■ **Required tasks**
- A) Reproduce word for word the stretch of the Dream Theater interview post from "Good morning, everyone.  I" through "brand new interview?".
- B) In the Dream Theater interview post, which regions does John Petrucci give as examples of time zones far off from New York?
- C) Continue the Dream Theater interview post after John Petrucci's answer to the first question.

Good morning, everyone.  I hope that your week is going well so far.  I think I’m actually catching up on all these reviews that I’ve got.  Though my desk at home would make me think otherwise.  But I digress.  Dream Theater recently sat down for an interview about life on the road.  And thanks to my contacts, I’m happy to be able to share that interview with you this morning in its entirety.  So while you’re downing that morning cup of coffee , why not check out this brand new interview? 

1. How do you navigate the challenge of keeping in touch with loved ones while traveling?

John Petrucci (Guitar and Vocals):  While international data plans on cell phones and Wi-Fi access just about everywhere have made this a lot easier than it was 10 years ago, it can still be difficult. It’s especially hard when the time zone I’m in is so off from New York, like Asia or Australia for example. Being flipped around by 180 degrees is confusing for everyone! Sometimes a quick text or FB message just to connect can be just the thing to bridge the gap between phone calls or Skype sessions. Obviously the best thing is when my family joins me on tour!

■ **Data extract**
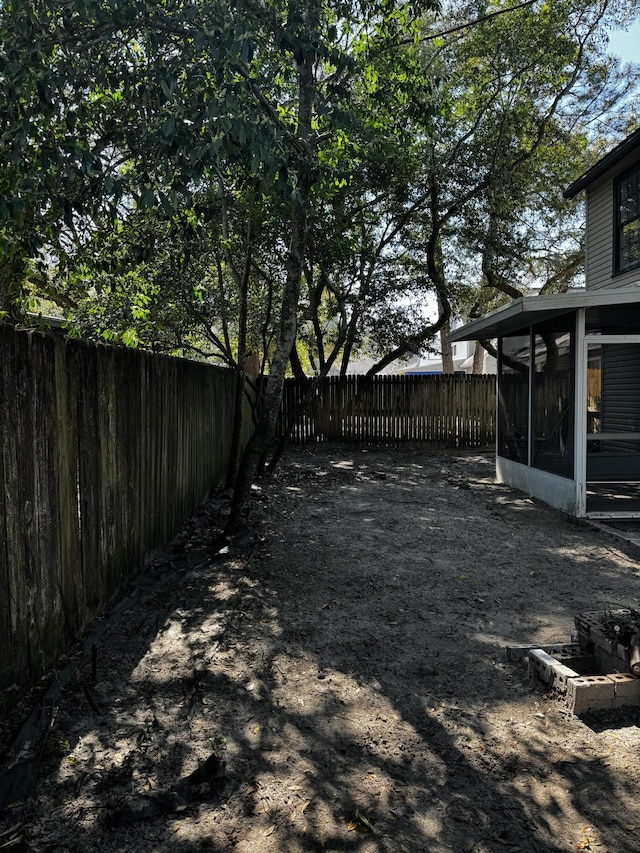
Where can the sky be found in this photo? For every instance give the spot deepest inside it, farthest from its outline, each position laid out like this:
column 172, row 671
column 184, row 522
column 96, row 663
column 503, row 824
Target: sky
column 626, row 44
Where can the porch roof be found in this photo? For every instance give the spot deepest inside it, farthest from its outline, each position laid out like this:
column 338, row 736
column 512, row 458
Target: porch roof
column 523, row 312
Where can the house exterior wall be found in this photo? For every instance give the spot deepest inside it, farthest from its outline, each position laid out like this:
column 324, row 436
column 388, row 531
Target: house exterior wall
column 600, row 228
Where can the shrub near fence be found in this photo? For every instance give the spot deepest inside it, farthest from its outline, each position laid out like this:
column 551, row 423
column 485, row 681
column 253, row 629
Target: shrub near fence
column 452, row 410
column 105, row 452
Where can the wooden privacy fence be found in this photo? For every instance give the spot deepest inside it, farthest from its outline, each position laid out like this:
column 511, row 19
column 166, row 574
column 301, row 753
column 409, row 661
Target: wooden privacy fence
column 453, row 410
column 105, row 452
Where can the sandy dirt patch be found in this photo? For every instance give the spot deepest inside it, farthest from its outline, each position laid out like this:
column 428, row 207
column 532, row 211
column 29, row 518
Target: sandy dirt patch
column 340, row 683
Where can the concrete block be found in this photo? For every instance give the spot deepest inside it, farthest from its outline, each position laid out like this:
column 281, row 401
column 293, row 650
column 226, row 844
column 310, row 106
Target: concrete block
column 517, row 654
column 590, row 693
column 627, row 689
column 549, row 669
column 606, row 662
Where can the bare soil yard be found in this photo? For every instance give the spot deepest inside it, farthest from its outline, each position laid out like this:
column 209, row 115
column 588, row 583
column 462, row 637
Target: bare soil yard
column 340, row 682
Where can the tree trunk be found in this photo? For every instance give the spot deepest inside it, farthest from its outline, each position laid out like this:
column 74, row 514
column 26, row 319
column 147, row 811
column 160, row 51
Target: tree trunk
column 258, row 444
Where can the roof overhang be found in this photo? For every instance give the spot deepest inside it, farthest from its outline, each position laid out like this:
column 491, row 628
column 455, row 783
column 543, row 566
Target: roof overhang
column 527, row 310
column 615, row 156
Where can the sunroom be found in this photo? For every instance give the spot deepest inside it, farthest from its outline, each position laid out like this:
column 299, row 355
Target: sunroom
column 568, row 391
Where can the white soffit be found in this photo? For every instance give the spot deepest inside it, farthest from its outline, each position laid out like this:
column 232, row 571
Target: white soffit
column 523, row 312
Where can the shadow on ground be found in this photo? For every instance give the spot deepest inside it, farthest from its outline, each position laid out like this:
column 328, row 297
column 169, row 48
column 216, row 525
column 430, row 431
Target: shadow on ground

■ **Answers given**
- A)
Good morning, everyone.  I hope that your week is going well so far.  I think I’m actually catching up on all these reviews that I’ve got.  Though my desk at home would make me think otherwise.  But I digress.  Dream Theater recently sat down for an interview about life on the road.  And thanks to my contacts, I’m happy to be able to share that interview with you this morning in its entirety.  So while you’re downing that morning cup of coffee , why not check out this brand new interview?

- B) Asia and Australia.

- C)
Jordan Rudess (Keyboards and Continuum): I try every form of communication tool available. Been through Treos, Blackberrys  iPhones, Ipads, Nooks–tablets of all shapes and sizes and computers–all for the purpose of connecting with the loved ones. There is not an app or communication software that has gone untouched by these hands.

Jon Myung (Bass): I pretty much have Skype running on my laptop when stationary and either leave a voicemail or e-mail before my kids go to bed for the night.

Mike Mangini (Drums):  The way that I navigate keeping in touch with loved ones while I am on the road is to carefully time when I use Skype to speak with my wife and kids while putting off other emails and Internet-related things for downtime.

 

2. Do you unpack or live out of your suitcase on the road?

JP: With the exception of setting up my computer and devices each day, I find that it’s best not to spread out too much and to keep things in the suitcase. This way there is less of a chance of leaving something behind.

JR:  Usually it is pretty much right outta the suitcase!!

JM: Definitely live out of my suitcase, it’s like a personal locker.

MM: I have learned not to unpack my suitcase and to never put things in the drawers or closets for fear of forgetting items (again).

 

3. On a day off in a city, what do you do with your time? How do you find out which restaurants to go to?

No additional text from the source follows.